***** Page text

When one thinks about countries that are hotbeds for medical technology innovation, Israel would not likely be at the top of anyone’s list. But people in the know will tell you that this small country, with a population of just a shade over 7.5 million people, has a reputation for being a tireless innovator in the field, with countries from all over the world flocking there to study their business model.
According to the Israeli Life Science Industry, an advocacy group, the med-tech industry is also young and growing. Of the currently operating 702 companies, 56% were founded during the last decade. A closer look reveals that a quarter (173 companies) of the industry was established in the last five years. According to Israel Lifescience Industry, 56% (396) of the 702 companies were created within the last decade. Of those, 27% or 105 companies are revenue generating entities. The remaining 214 revenue generating companies are mature and were created prior to 2001. More impressive is the fact that 25 companies or 8% of all revenue producing companies were established within the last five years. Approximately 16% of the life science industry or 110 companies are at the seed stage, 11% or 74 companies are at the preclinical stage and 146 or 21% of the companies are at the clinical stage. The Israeli Life Science Industry is heavily biased towards the medical device sector, with 401 companies or 57% of the total. The largest sub sector in the medical device arena is the one containing therapeutic devices, both implantable and disposable. The latter comprises 41% of the total medical device body of companies, followed by medical equipment, diagnostic, imaging and monitoring companies contributing 18%, 13%, 11% and 6%, respectively.

**********
***** Given information

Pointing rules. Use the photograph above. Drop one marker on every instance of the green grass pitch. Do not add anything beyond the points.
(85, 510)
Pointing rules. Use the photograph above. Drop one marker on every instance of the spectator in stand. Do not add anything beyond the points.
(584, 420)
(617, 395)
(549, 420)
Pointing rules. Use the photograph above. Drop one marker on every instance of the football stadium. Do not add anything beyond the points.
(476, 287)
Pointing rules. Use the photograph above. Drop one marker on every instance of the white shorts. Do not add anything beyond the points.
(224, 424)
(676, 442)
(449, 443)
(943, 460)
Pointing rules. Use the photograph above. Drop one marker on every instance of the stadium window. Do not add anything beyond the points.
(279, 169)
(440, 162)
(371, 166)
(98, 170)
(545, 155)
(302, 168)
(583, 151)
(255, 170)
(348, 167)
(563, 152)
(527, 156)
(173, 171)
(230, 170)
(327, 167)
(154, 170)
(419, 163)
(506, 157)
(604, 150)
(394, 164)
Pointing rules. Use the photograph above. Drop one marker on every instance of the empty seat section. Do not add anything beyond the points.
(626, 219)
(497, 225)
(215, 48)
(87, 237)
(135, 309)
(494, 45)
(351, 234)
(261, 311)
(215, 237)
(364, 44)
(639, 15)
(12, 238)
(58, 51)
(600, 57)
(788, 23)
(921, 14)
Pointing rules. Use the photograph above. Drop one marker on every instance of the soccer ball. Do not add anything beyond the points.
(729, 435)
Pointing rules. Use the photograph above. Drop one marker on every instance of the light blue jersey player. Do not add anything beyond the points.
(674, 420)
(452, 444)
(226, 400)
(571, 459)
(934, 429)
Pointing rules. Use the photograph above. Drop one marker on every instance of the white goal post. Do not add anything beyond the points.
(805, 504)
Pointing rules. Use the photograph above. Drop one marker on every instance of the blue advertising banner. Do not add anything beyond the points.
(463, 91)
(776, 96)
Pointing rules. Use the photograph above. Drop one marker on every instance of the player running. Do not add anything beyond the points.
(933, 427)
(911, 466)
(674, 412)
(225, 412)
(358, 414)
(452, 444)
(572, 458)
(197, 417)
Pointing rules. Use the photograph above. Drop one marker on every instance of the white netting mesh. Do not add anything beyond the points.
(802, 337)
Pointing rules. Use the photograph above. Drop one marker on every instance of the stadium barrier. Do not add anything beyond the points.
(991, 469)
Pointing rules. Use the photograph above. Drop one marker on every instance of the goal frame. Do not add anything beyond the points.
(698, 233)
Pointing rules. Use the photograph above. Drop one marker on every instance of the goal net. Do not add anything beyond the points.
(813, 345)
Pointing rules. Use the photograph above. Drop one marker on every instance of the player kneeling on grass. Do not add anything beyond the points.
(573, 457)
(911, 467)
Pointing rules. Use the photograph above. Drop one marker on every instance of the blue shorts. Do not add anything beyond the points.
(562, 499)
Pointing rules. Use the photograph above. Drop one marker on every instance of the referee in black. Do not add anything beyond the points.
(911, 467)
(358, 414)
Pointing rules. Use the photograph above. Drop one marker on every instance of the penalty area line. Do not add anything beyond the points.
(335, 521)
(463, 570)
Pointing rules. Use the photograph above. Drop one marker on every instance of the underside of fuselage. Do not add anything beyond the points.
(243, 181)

**********

# What is expected
Retype the portion of the page text that begins with the words containing "When one thinks" and ends with "their business model.", without changing anything. The data has nothing to do with the page text.

# Result for this exercise
When one thinks about countries that are hotbeds for medical technology innovation, Israel would not likely be at the top of anyone’s list. But people in the know will tell you that this small country, with a population of just a shade over 7.5 million people, has a reputation for being a tireless innovator in the field, with countries from all over the world flocking there to study their business model.